TASK GOAL:
Scan the records below for the line with "Query: magazine display" and the line with "Query: red car". Repeat those two lines and every line between them exactly, and nothing else.

GIVEN DATA:
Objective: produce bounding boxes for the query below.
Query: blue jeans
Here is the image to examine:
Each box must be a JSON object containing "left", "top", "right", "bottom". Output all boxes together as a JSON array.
--
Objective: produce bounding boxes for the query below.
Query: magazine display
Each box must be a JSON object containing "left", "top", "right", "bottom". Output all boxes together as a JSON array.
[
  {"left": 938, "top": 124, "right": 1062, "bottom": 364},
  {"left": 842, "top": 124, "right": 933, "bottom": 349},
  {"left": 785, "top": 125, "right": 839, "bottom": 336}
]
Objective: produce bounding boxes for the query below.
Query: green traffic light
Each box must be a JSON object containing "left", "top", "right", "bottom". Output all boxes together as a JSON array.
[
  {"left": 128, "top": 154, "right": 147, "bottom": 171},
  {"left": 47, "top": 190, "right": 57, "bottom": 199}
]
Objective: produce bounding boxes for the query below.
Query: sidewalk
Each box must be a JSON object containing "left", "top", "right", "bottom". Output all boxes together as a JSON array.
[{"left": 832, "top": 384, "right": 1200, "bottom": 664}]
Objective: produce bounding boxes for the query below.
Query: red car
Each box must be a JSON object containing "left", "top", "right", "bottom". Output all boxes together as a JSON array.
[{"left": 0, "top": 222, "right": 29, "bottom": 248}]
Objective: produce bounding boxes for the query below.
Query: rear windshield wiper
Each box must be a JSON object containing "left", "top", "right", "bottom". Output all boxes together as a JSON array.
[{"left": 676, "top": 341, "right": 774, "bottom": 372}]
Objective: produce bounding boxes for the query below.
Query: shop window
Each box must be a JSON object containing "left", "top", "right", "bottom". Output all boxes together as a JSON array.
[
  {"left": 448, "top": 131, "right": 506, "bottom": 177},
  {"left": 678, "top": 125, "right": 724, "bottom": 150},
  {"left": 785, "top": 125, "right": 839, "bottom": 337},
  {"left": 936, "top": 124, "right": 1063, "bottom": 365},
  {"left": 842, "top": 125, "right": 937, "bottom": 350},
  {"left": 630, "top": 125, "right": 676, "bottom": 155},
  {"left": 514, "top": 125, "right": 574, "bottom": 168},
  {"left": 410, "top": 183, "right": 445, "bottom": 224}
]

RESPONSE TO THE TASK:
Query: magazine display
Each box must be a JSON object containing "left", "top", "right", "bottom". Output all boxes together as a JSON array.
[
  {"left": 938, "top": 124, "right": 1062, "bottom": 364},
  {"left": 842, "top": 124, "right": 933, "bottom": 349},
  {"left": 785, "top": 125, "right": 839, "bottom": 336}
]
Objective: produce bounding boxes for the query below.
Query: green traffic light
Each box must be a JSON object containing "left", "top", "right", "bottom". Output all boxes together as a JSON array.
[
  {"left": 128, "top": 154, "right": 147, "bottom": 171},
  {"left": 47, "top": 190, "right": 57, "bottom": 199}
]
Objective: produce bounding boxes for the query below.
Query: sidewalk
Each box must be a JSON object containing "left", "top", "right", "bottom". Output all boxes together as a JSON array.
[{"left": 832, "top": 384, "right": 1200, "bottom": 664}]
Objective: produce bounding boxes for the query below.
Query: red car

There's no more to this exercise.